* Work instructions *
Copy out the listing below, substituting "image" for every "photo" and changing nothing else. Omit the pictures from your copy.

* Named-object pointing listing *
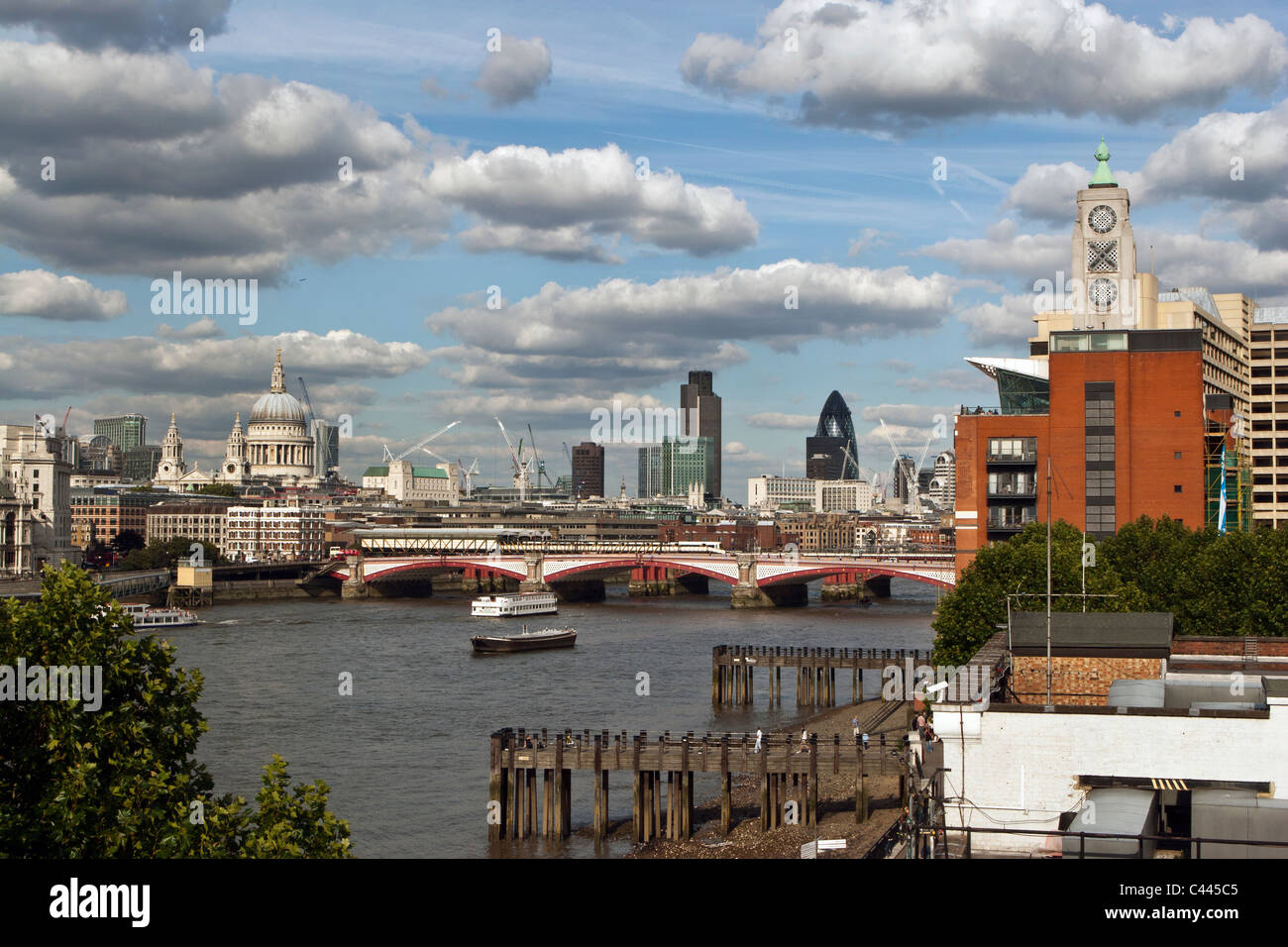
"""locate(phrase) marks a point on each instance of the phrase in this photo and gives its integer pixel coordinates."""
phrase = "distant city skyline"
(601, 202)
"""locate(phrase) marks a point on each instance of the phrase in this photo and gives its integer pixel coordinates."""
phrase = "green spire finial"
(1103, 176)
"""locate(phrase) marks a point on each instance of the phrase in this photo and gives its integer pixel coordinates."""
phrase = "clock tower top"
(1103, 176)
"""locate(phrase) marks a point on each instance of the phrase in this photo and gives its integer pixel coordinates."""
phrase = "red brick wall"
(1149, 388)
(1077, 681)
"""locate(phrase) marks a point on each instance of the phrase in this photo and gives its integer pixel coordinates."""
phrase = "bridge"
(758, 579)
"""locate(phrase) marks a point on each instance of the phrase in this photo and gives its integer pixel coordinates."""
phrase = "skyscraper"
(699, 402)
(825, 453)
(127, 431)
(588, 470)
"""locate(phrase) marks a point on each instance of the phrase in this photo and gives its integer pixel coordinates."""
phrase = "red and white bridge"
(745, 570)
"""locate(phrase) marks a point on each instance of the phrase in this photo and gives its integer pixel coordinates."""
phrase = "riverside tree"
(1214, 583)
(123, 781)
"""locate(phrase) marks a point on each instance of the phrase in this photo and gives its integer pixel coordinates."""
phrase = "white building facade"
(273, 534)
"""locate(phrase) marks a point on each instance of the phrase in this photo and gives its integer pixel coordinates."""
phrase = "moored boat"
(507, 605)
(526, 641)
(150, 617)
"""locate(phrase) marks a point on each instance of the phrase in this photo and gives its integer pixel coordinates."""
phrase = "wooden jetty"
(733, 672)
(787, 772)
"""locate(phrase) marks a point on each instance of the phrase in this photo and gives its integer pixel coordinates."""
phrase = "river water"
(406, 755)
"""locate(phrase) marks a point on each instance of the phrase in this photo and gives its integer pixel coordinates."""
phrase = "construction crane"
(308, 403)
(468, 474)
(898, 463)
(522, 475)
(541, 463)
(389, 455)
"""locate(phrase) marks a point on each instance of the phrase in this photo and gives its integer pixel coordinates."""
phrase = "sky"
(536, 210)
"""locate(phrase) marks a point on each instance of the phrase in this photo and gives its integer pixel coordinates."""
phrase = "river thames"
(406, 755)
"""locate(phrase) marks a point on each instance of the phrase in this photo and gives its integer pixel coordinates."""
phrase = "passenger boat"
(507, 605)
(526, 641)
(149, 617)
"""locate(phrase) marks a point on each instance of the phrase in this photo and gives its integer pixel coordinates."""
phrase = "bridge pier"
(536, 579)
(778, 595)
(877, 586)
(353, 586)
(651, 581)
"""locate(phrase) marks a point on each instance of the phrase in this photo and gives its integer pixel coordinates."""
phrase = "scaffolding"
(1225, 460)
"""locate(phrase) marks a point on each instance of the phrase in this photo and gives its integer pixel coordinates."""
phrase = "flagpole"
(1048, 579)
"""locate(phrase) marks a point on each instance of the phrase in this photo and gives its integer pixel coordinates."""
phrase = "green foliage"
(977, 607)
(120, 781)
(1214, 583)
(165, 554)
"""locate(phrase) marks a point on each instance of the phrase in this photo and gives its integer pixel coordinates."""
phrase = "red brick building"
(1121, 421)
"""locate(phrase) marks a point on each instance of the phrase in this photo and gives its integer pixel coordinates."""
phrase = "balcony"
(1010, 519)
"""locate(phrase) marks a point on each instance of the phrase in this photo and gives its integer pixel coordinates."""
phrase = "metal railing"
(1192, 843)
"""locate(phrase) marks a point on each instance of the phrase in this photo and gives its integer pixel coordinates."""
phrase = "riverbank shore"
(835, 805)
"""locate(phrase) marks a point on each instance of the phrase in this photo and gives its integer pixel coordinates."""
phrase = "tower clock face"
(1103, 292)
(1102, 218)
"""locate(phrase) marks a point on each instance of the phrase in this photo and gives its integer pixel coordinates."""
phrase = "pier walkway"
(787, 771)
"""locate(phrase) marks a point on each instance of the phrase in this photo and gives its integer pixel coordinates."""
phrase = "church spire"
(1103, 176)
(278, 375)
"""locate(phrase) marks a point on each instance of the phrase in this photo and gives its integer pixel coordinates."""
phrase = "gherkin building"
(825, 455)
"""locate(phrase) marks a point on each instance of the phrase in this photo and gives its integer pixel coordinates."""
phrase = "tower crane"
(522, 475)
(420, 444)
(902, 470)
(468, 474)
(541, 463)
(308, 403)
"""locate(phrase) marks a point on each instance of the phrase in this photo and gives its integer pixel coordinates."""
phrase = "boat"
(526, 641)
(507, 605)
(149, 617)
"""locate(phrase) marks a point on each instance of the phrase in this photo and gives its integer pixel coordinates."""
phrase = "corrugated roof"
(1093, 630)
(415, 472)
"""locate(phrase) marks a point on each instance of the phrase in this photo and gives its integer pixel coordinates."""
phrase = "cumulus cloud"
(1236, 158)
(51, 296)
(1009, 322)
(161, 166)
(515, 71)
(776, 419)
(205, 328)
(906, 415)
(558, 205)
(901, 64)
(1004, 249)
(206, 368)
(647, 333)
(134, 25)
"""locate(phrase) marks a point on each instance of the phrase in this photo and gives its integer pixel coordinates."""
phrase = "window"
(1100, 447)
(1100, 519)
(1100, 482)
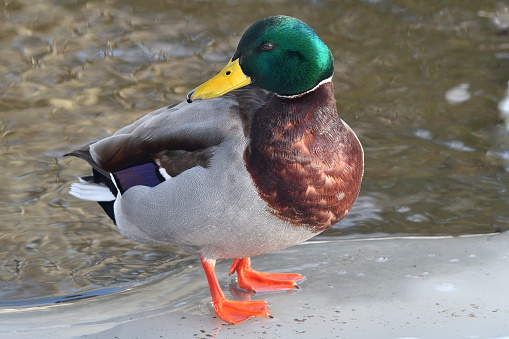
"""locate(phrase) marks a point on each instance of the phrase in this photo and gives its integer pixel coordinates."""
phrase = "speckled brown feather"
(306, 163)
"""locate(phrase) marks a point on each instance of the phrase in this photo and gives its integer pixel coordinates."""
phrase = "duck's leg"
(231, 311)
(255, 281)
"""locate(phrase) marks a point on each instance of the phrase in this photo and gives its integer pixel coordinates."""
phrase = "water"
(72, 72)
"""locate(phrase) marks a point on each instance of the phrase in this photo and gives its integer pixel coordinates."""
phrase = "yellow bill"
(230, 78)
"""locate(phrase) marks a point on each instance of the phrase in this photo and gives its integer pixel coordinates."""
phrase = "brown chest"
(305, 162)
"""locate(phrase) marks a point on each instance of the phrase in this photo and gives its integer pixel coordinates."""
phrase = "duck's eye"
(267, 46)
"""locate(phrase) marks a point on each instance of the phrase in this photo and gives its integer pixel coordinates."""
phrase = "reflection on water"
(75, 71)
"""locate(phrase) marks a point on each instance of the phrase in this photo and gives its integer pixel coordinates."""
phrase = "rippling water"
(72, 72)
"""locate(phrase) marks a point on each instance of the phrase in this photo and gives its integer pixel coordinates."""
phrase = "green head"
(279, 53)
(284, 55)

* Output below *
"""locate(phrase) marks a point on each instance of the phrase in this image and gives its integer pixel coordinates."""
phrase = "distant city skyline"
(601, 202)
"""locate(phrase) marks a point on each instance of the phrase in this image and gives its integer pixel coordinates."""
phrase = "green spire finial"
(1103, 176)
"""locate(phrase) marks a point on each instance of the phrase in this image and gives its integer pixel coordinates."""
phrase = "clock tower top"
(1103, 176)
"""locate(phrase) marks a point on each instance of the phrase in this image and gives its integer pixel coordinates."""
phrase = "red brick wall"
(1149, 388)
(1077, 681)
"""locate(phrase) marks a point on each instance of the phrase in this image and gives its integer pixel coordinates."""
phrase = "bridge"
(758, 579)
"""locate(phrase) marks a point on each instance of the phrase in this image and gives its integer pixel coordinates."""
phrase = "skyscraper"
(699, 402)
(825, 453)
(127, 431)
(588, 470)
"""locate(phrase) marks a point on each instance of the phrase in this image and gives its integer pixel coordinates."""
phrase = "red and white bridge"
(745, 570)
"""locate(phrase) marks a point on each instance of the phrase in this image and gives its integer pixel coordinates."""
phrase = "riverside tree"
(1214, 583)
(123, 781)
"""locate(phrase) marks a point on each instance of the phrase in this image and gives its integer pixel coordinates."""
phrase = "white building facade"
(273, 534)
"""locate(phrase) marks a point on each instance of the phrase in this image and gives its integer pixel coordinates."""
phrase = "moored boat"
(507, 605)
(526, 641)
(150, 617)
"""locate(phrase) marks a point on each instance of the phrase in this image and gives its integer pixel coordinates."""
phrase = "wooden jetty"
(733, 672)
(787, 772)
"""locate(phrase) marks a point on each instance of the phrase in this image and gives its integer pixel coordinates."""
phrase = "river water"
(406, 755)
"""locate(phrase) marks a point on each instance of the phrase in this image and gives its integer pixel coordinates."""
phrase = "construction crane"
(308, 403)
(468, 474)
(898, 463)
(522, 475)
(541, 463)
(389, 455)
"""locate(phrase) marks a point on each instance of the phrase in this image and gives its integer pixel coordinates."""
phrase = "sky"
(536, 210)
"""locate(phrase) marks a point on each instance of the phrase in this image and gives its integer pixel coordinates."""
phrase = "river thames"
(406, 755)
"""locate(phrase) marks a point on each instance of the phrase in this image and gives its integer pixel coordinates."""
phrase = "passenger boat"
(507, 605)
(526, 641)
(149, 617)
"""locate(phrase) marks a point on each instance of the phrase in this image and gives its integer pixel coordinates."""
phrase = "bridge pier"
(536, 579)
(778, 595)
(877, 586)
(353, 586)
(651, 581)
"""locate(phrase) marks a point on each instance of the phrase in this image and gives its integer pixel coordinates."""
phrase = "scaffolding"
(1225, 460)
"""locate(phrase) marks a point on each instance of the phrase in this image and gives its integer pixel coordinates."""
phrase = "flagpole"
(1048, 579)
"""locate(phrase) marks a point on each instance of the phrase in this image and gives its integer pixel coordinates."""
phrase = "green foliage"
(977, 607)
(120, 781)
(1214, 583)
(165, 554)
"""locate(phrase) marks a point on each instance of the phrase in this image and gives its integer pixel coordinates."""
phrase = "red brick building"
(1121, 421)
"""locate(phrase) marks a point on each instance of the phrase in this image and gives its integer pixel coordinates."""
phrase = "balcony"
(1010, 519)
"""locate(phrase) marks a point on each instance of the phrase in this image and gives its integer pixel coordinates."""
phrase = "metal railing"
(1192, 843)
"""locate(phrase) marks a point on each instance of the phrase in this image and gives its integer pixel coordinates."""
phrase = "riverbank shore"
(835, 805)
"""locate(phrase) marks a point on each instance of the phrase in this image and gives its integer pixel coordinates."""
phrase = "tower clock face"
(1103, 292)
(1102, 218)
"""locate(phrase) marks a point on each instance of the phrase in this image and gives its integer pixel coordinates."""
phrase = "pier walkway"
(787, 771)
"""locate(phrase) marks a point on each instance of the phrase in this image and gives its integer pixel coordinates."""
phrase = "church spire"
(1103, 176)
(278, 375)
"""locate(phrase) marks a point on each instance of the phrase in this image and gives its integer pixel coordinates."""
phrase = "gherkin building"
(825, 455)
"""locate(phrase) marks a point on each instance of the phrase in this image and gives its integer pixel coordinates."""
phrase = "tower crane"
(522, 475)
(420, 444)
(902, 470)
(468, 474)
(541, 463)
(308, 403)
"""locate(phrase) marks a point on each instance of the phrase in this image and gives its integer pixel coordinates."""
phrase = "boat"
(526, 641)
(507, 605)
(149, 617)
"""locate(phrase) marks a point on each instance of the phrase in this image and gives its integer pixel coordinates."""
phrase = "corrugated roof"
(1093, 630)
(415, 472)
"""locate(phrase) marks a point on each instance of the phrase in this image and gives its integer pixel coordinates."""
phrase = "cumulus cloud"
(1236, 158)
(51, 296)
(1009, 322)
(161, 166)
(515, 71)
(776, 419)
(205, 328)
(906, 415)
(558, 205)
(901, 64)
(1004, 249)
(206, 368)
(647, 333)
(134, 25)
"""locate(phrase) marks a point on each instance of the phrase in this image and gives its integer pixel coordinates."""
phrase = "window"
(1100, 447)
(1100, 519)
(1100, 482)
"""locate(phrase) marks a point on each instance of the phrase in this image and gives its integer pixel coordinates."""
phrase = "speckled brown feather"
(306, 163)
"""locate(phrase) marks a point on each instance of the phrase in this image and gives its integer pixel coordinates."""
phrase = "duck's leg"
(231, 311)
(255, 281)
"""locate(phrase) marks a point on each instance of the phrase in this image and gives its integer pixel coordinates."""
phrase = "water"
(72, 72)
"""locate(phrase) marks a point on each instance of the phrase in this image and gives its integer pixel coordinates."""
phrase = "yellow bill"
(230, 78)
"""locate(phrase) marks a point on each instance of the phrase in this image and gives its integer pixel coordinates."""
phrase = "brown chest"
(305, 162)
"""locate(phrase) marks a point on each instance of the phrase in this image and gives its integer pixel coordinates."""
phrase = "duck's eye"
(267, 46)
"""locate(phrase) marks a point on each instance of the phrase in this image and gives its integer pixel coordinates."""
phrase = "reflection on water"
(75, 71)
"""locate(phrase) marks a point on each instance of the phrase in this image and gives its integer pixel coordinates."""
phrase = "rippling water"
(72, 72)
"""locate(phrase) marks a point on each instance of the phrase in this image and gives its integer pixel coordinates."""
phrase = "green head"
(279, 53)
(284, 55)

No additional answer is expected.